(Beginning of SOURCE PASSAGE)

Trains were on their way to Sichuan carrying quilts, drinking water, tents and military personnel, Ministry of Railways spokesman Wong Yongping said. All railways in the province were working except for a line where a 40-car freight train was trapped by a landslide in a tunnel and burned, he said.

Rescuers raced to save people trapped under flattened buildings.

A 34-year-old woman who was eight months pregnant was rescued after spending 50 hours under debris in Dujiangyan.

In the Beichuan region, a 3-year-old girl who was trapped for more than 40 hours under the bodies of her parents was pulled to safety, Xinhua said.

Rescuers found Song Xinyi on Tuesday morning, but were unable to pull her out right away due to fears the debris above her would collapse. She was fed and shielded from the rain until rescuers extricated her from the rubble.

Premier Wen Jiabao looked over her wounds, part of his highly publicized tour of the disaster area aimed at reassuring the public about the government's response and to show the world that the country is ready to host the Beijing Olympics in August. Wednesday's leg of the Olympic torch relay in the southeastern city of Ruijin began with a minute of silence.

Wen said some 100,000 troops and police had been dispatched to the disaster zone. He also visited a school Wednesday in Beichuan where two classroom buildings collapsed in the earthquake, including a school with 2,000 students that state TV said sustained "heavy casualties."

East of the epicenter in the town of Hanwang, the smell of incense hung over a crowd of sobbing relatives who walked among some 60 bodies wrapped in plastic, some covered with tributes of branches or flowers.

Nearby, rescuers in blue uniforms carried more bodies out of a makeshift morgue at the Dongqi sports arena. The dead appeared to have come from heavily damaged apartments and a school behind the arena, where people stood in stunned shock.

People from the town and surrounding areas packed into blue tents provided by disaster relief officials. A clock tower in the town center had stopped at 2:27, the time the quake hit.

The Mianzhu No. 3 Hospital was obliterated, and the seven-story main Hanwang Hospital collapsed, its third floor suddenly smashing to the ground. People on the upper floors climbed out on bed sheets tied together.

(End of SOURCE PASSAGE)
(Beginning of ENTRIES PROVIDED)

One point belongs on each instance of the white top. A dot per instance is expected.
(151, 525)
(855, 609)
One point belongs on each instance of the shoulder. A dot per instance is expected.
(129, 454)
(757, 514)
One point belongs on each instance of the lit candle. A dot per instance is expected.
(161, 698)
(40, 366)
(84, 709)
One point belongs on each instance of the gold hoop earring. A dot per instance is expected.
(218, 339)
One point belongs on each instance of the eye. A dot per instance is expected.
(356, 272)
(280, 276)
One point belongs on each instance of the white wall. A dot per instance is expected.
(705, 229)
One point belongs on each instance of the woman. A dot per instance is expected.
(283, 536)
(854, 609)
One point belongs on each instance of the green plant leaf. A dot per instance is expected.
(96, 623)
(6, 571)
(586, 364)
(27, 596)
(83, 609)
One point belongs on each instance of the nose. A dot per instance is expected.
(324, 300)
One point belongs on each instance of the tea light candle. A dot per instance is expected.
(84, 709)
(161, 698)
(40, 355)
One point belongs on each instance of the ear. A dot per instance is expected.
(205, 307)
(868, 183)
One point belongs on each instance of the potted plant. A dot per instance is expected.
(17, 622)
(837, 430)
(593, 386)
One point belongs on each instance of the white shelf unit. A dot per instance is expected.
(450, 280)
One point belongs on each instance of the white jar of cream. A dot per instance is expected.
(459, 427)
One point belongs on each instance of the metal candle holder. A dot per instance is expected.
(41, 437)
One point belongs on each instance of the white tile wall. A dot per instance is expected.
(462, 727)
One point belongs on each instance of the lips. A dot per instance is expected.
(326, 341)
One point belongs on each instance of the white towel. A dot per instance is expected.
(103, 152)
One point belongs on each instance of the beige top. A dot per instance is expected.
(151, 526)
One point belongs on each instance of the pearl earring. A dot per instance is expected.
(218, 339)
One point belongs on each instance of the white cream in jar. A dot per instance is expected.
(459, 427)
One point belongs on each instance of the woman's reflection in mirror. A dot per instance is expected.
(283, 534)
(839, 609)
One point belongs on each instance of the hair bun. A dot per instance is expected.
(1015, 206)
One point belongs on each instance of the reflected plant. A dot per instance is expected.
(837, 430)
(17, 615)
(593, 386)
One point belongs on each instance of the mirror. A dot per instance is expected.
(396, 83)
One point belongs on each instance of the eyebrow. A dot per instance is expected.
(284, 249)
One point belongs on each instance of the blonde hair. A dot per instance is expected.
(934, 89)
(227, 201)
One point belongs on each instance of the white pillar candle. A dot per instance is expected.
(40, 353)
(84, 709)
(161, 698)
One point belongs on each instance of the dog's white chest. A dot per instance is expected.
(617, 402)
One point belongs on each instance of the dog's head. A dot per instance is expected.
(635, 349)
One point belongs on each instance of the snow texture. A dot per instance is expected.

(End of ENTRIES PROVIDED)

▶ [EXERCISE INSTRUCTIONS]
1 - Copy the Sichuan earthquake article word for word, from "East of the" up to and including "sheets tied together.".
2 - In the Sichuan earthquake article, at what time had the clock tower in the Hanwang town center stopped?
3 - Resume the Sichuan earthquake article, picking up after its final sentence.

▶ [ANSWERS FOR THE EXERCISE]
1 -
East of the epicenter in the town of Hanwang, the smell of incense hung over a crowd of sobbing relatives who walked among some 60 bodies wrapped in plastic, some covered with tributes of branches or flowers.

Nearby, rescuers in blue uniforms carried more bodies out of a makeshift morgue at the Dongqi sports arena. The dead appeared to have come from heavily damaged apartments and a school behind the arena, where people stood in stunned shock.

People from the town and surrounding areas packed into blue tents provided by disaster relief officials. A clock tower in the town center had stopped at 2:27, the time the quake hit.

The Mianzhu No. 3 Hospital was obliterated, and the seven-story main Hanwang Hospital collapsed, its third floor suddenly smashing to the ground. People on the upper floors climbed out on bed sheets tied together.

2 - It had stopped at 2:27, the time the quake hit.

3 -
Surviving medical staff set up a triage center in the driveway of a tire factory, but could only provide basic care.

"The first day hundreds of kids died when a school collapsed. The rest who came in had serious injuries. There was so little we could do for them," said Zhao Xiaoli, a nurse at Hanwang Hospital, who described herself as "numb."

Emergency vehicle sirens sounded every few minutes. An ambulance drove in, delivering a man pulled from the rubble and covered in dust.

"There will be a lot more people. So many still haven't been found," said Zhao.

Residents complained that delays in aid had caused more deaths in the immediate aftermath of the quake.

Zhang Chuanlin, a 27-year-old factory worker, said his 52-year-old mother was trapped while watching television with her friend. No rescue workers were around so he started to dig by himself.

"No one was helping me and then two strangers came and dug through the rubble. They found her an hour later," he said. "When they pulled her out I couldn't look, I just couldn't look when they pulled her out."

A man who gave only his surname Li said he had suffered a double tragedy. His wife was killed while watching TV with Zhang's mother and his daughter died when her school collapsed.

The child did not die right away and could be heard saying, "Please help me daddy, please rescue me," right after the earthquake, he said, but there were no authorities to save her.

In Dujiangyan, a mother pleaded with police for information about her husband who was working in Wenchuan, blocking one of the few roads leading to the epicenter.

"I've begged and begged them to help me look for my husband," Li Zhenhua said, showing her husbands ID card to a crowd of onlookers. "I can't go by myself because I've got a little baby and elderly parents here, so I can't leave."

"The government is doing nothing for us. The government won't help us," she said, over and over.